> [Selected passage]:
+---+

Daily Dumbass July 23, 2010
Today’s dumbass trio involves a dine-and-dash gone wrong. Three women went to a Waffle House in Springfield to eat the other night. They ran out on their $39 bill, but two of them left their purses in their booth. Amazingly, one of the women returned a short time later and demanded their purses back. The manager told her she’d have to wait for police to arrive, but she left. Of course the purses contained two of the women’s IDs, so they won’t be hard to track down. The manager says the women seemed to be drunk or on drugs or both.
Daily Dumbass July 22, 2010
From the “you need to chill out” department, today’s dumbass award goes to the Rexburg, Idaho police department. They heard about a planned water balloon fight with students from BYU, and prevented them from doing it. The police were waiting at the park when the students showed up and they told them if they didn’t leave they’d be charged with a misdemeanor. The reason? The students had not obtained a public gathering permit from the city and could not have more than 25 people gathered at the park. Really? It’s hotter than a hooker in church outside and the priority is to stop a water balloon fight? Wow….

+---+

> [Given entries]:
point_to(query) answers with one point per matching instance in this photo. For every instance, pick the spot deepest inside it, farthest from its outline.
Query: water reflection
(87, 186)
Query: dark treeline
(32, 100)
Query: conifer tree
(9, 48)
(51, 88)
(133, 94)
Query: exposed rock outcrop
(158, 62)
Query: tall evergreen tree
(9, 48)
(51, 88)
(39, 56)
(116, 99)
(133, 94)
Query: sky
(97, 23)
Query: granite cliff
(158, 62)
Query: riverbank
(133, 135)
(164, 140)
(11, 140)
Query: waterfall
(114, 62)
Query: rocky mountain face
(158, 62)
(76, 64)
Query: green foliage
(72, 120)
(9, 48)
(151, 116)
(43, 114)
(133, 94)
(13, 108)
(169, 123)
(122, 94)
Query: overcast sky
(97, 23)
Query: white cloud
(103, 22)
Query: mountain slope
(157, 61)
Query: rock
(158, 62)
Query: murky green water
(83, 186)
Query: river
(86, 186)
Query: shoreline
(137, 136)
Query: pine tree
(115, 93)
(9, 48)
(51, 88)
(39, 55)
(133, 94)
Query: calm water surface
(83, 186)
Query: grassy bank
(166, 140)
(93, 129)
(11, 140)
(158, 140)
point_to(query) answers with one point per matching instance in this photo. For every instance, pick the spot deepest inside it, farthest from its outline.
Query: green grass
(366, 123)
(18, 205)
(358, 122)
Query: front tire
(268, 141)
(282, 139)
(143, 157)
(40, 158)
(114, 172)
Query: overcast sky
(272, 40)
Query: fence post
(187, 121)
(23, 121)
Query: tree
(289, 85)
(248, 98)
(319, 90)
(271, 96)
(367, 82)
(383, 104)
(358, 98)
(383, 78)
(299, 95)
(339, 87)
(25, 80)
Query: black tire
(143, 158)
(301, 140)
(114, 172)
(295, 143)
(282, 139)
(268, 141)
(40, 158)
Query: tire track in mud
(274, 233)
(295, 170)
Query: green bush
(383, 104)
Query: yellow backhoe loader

+---+

> [Explore the material]:
1. Decide whether each statement agrees with the Daily Dumbass text, answering yes or no and quoting the words of the text that settle it: (a) The unpaid bill came to $39. (b) All three women left their purses in the booth. (c) The students had obtained a public gathering permit from the city.
2. Copy the part of the Daily Dumbass text between "Daily Dumbass July 22, 2010" and "balloon fight? Wow….", inclusive.
3. According to the Daily Dumbass text, what limit applied to the number of people gathered at the park?
The entries come from a separate source unrelated to the Daily Dumbass text.

> [Task-by-task results]:
1.
(a) Yes: "They ran out on their $39 bill"
(b) No: "two of them left their purses in their booth"
(c) No: "The students had not obtained a public gathering permit from the city"

2.
Daily Dumbass July 22, 2010
From the “you need to chill out” department, today’s dumbass award goes to the Rexburg, Idaho police department. They heard about a planned water balloon fight with students from BYU, and prevented them from doing it. The police were waiting at the park when the students showed up and they told them if they didn’t leave they’d be charged with a misdemeanor. The reason? The students had not obtained a public gathering permit from the city and could not have more than 25 people gathered at the park. Really? It’s hotter than a hooker in church outside and the priority is to stop a water balloon fight? Wow….

3. No more than 25 people could be gathered there.